(Supplied material)
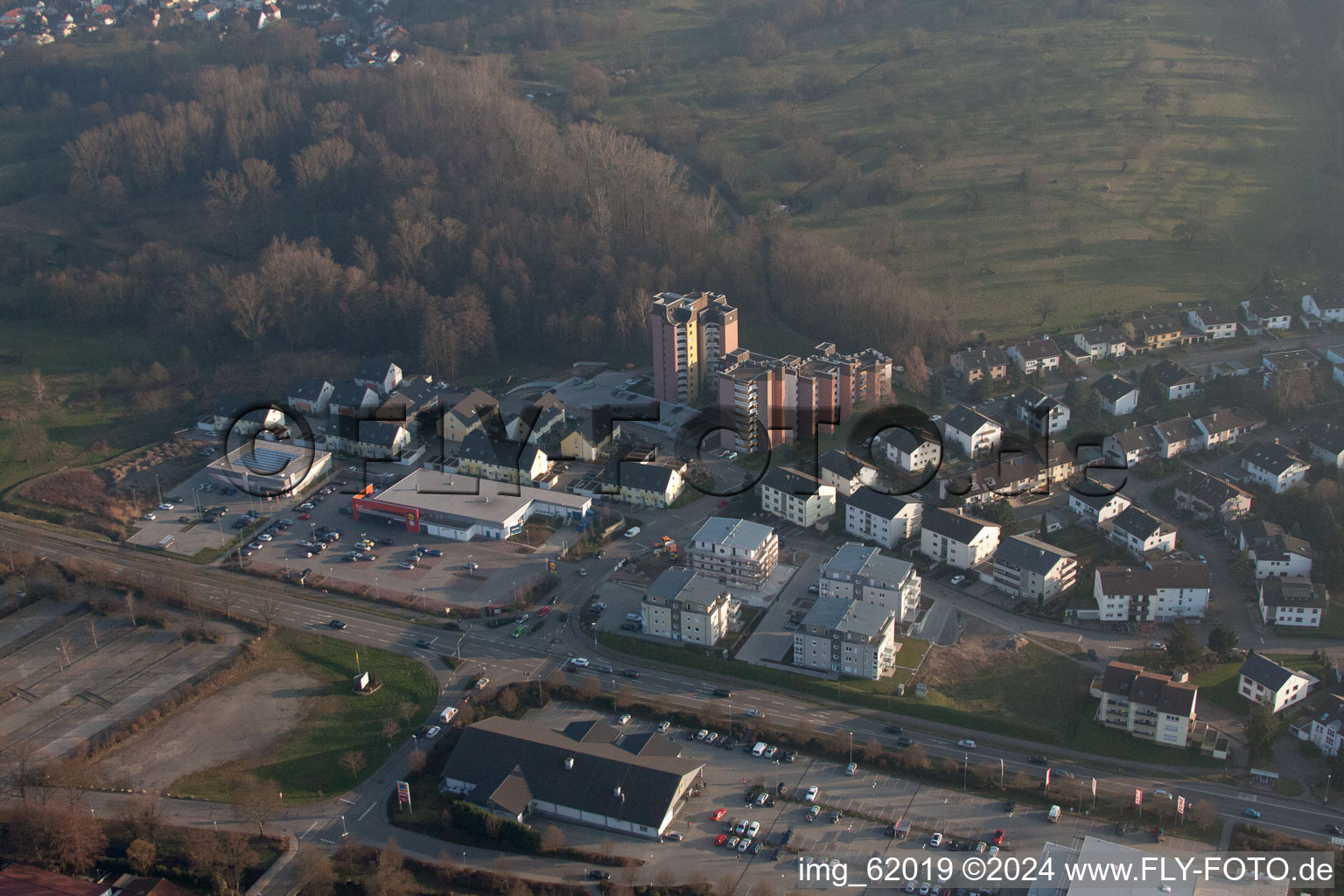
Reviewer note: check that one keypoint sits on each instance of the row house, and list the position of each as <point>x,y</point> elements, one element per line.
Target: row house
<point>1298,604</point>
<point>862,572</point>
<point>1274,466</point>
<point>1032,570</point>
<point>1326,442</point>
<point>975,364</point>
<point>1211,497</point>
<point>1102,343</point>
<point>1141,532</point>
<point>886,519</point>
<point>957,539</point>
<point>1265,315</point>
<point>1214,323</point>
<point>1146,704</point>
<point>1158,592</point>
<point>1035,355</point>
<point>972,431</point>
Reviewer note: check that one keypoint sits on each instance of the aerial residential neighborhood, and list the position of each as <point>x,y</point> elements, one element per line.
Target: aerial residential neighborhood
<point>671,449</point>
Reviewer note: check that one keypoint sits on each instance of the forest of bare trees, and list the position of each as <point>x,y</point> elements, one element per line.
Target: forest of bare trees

---

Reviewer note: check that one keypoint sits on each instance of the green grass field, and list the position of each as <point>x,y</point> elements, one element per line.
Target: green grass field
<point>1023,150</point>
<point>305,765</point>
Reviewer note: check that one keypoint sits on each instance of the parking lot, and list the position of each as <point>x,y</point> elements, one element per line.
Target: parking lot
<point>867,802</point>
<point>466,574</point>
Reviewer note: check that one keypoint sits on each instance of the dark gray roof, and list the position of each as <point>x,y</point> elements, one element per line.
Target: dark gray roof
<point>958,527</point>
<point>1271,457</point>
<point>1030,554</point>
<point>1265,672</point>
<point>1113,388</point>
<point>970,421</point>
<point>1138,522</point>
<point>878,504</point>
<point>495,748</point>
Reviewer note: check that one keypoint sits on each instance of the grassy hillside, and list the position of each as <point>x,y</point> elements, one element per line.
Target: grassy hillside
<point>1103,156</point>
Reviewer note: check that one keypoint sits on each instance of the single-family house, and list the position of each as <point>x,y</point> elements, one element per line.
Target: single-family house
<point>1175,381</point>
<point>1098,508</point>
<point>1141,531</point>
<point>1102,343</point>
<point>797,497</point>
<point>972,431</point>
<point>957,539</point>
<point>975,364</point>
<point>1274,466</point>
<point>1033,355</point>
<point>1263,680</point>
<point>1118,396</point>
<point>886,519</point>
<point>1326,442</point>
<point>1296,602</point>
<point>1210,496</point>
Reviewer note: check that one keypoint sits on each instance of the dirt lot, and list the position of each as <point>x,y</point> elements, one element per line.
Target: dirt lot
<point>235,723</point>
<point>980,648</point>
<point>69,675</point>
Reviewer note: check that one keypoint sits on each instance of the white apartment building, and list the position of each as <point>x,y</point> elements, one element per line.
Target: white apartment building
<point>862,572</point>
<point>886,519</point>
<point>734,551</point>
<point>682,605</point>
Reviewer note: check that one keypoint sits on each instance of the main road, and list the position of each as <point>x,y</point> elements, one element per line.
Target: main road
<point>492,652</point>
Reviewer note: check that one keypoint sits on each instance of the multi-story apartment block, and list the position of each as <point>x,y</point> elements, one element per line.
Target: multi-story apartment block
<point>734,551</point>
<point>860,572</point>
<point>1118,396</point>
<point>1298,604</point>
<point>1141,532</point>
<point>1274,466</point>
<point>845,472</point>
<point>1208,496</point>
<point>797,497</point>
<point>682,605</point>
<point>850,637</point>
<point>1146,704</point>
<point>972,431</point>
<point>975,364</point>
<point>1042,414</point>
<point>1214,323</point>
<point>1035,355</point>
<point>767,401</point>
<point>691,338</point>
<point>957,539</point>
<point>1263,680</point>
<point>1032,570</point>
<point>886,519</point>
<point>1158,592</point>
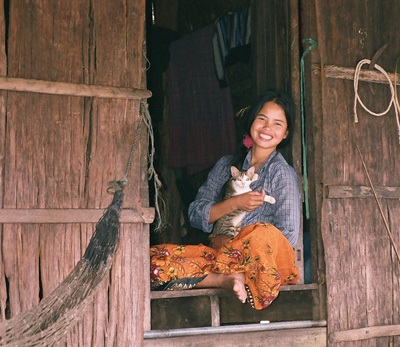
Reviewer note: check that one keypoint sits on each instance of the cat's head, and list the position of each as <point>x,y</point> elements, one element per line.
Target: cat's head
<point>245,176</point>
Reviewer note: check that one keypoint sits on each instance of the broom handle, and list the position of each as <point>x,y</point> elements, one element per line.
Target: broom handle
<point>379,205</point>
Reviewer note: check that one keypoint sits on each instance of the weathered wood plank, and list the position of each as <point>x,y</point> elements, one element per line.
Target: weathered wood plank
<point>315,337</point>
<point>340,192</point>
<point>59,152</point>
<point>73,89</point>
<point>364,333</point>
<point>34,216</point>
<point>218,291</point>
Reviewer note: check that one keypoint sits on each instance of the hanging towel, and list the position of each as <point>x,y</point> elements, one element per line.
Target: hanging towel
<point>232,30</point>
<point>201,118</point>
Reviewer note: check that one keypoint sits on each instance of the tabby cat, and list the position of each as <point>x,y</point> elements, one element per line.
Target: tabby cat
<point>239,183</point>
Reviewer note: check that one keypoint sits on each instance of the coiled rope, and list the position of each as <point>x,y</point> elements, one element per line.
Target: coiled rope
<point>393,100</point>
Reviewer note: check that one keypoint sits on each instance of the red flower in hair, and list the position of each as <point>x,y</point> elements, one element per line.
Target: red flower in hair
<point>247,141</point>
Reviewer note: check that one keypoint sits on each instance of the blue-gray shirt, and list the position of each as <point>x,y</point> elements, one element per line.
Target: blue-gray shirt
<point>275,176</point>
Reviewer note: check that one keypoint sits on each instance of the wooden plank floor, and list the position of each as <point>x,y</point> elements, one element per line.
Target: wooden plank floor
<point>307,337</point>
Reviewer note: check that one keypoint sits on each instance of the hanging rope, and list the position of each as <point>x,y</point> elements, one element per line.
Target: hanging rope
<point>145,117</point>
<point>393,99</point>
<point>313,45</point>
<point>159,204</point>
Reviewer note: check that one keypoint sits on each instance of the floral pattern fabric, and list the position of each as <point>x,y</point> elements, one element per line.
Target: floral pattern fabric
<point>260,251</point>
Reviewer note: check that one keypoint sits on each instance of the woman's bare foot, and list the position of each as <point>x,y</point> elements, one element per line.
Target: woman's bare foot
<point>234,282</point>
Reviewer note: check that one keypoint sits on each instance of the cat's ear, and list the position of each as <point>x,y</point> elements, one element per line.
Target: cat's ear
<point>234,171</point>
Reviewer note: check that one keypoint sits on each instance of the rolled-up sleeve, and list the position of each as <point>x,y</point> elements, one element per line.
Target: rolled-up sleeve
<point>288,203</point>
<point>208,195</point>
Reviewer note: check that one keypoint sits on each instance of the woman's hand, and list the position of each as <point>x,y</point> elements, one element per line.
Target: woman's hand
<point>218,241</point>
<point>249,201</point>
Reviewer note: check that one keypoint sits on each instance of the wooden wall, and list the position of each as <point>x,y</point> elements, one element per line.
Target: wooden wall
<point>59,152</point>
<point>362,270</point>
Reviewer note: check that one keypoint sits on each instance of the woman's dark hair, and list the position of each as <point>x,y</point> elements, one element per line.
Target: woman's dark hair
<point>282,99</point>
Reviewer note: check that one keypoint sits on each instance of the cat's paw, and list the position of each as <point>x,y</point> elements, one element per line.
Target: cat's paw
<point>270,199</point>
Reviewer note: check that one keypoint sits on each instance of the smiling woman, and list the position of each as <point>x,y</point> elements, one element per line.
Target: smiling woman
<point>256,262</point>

(Task item) Where does "forest" occur in the data? Copy each line that has it.

(Solution to the problem)
Reviewer note: check that one keypoint sits on each instance of the forest of bare trees, and list the position of each as <point>x,y</point> elements, one element per line.
Target: forest of bare trees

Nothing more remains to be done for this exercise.